--- Data extract Enclosed Below ---

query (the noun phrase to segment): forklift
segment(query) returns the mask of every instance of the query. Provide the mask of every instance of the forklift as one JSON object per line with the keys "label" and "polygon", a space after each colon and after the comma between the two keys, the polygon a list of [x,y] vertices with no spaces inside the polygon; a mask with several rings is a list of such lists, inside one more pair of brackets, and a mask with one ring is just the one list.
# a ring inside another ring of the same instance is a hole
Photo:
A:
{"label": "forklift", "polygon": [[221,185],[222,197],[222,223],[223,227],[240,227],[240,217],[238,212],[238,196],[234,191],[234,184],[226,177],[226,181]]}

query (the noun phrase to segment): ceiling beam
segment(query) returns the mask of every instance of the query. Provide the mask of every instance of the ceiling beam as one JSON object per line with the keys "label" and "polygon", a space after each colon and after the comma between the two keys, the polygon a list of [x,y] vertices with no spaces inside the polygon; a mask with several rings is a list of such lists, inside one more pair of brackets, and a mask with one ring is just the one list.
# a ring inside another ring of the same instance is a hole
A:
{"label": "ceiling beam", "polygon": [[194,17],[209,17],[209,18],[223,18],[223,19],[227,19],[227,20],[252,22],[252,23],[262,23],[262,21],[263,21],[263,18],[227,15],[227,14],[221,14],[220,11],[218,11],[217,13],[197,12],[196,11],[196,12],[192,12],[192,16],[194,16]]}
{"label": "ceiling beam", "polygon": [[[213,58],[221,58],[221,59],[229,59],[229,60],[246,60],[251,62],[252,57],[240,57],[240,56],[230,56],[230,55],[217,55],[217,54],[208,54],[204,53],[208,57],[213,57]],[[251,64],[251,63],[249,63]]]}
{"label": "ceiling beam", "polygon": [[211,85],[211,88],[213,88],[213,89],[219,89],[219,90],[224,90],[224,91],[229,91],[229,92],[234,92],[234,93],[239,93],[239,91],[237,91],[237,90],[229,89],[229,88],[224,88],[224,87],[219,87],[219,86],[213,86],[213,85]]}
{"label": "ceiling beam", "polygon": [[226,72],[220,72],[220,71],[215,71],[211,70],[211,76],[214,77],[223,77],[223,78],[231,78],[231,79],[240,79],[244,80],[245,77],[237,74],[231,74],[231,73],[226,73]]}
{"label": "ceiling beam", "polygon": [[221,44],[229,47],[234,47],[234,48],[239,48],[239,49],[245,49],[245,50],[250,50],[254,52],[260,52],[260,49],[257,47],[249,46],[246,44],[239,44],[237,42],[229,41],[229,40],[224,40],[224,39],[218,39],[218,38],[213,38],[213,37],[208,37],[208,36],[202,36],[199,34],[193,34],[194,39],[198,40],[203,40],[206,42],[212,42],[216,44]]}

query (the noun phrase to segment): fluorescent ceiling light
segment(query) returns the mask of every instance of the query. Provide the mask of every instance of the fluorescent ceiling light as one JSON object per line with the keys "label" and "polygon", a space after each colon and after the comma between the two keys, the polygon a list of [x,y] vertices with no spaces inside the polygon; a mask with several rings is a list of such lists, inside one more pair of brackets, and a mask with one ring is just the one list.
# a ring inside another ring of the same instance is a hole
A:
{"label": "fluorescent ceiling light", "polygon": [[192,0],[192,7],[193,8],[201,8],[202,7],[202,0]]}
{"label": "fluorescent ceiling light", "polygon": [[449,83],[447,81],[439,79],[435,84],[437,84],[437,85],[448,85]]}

--- End of Enclosed Data extract ---

## Task to complete
All lines above between those holding "of the forklift" and "query (the noun phrase to segment): ceiling", inclusive, must be set down unchanged, and no other line may be included.

## Your response
segment(query) returns the mask of every instance of the query. Provide the mask of every instance of the forklift as one JSON object per line with the keys "label" and "polygon", a space after each colon and after the comma between the two keys, the polygon a list of [x,y] vertices with no spaces inside the polygon; a mask with several rings is a list of such lists, inside one more pair of brackets, and a mask with one ring is just the one list.
# a ring inside another ring of the same instance is a hole
Photo:
A:
{"label": "forklift", "polygon": [[221,185],[222,197],[222,223],[223,227],[240,227],[240,217],[238,212],[238,196],[234,191],[234,184],[226,177],[226,181]]}

query (the noun phrase to segment): ceiling beam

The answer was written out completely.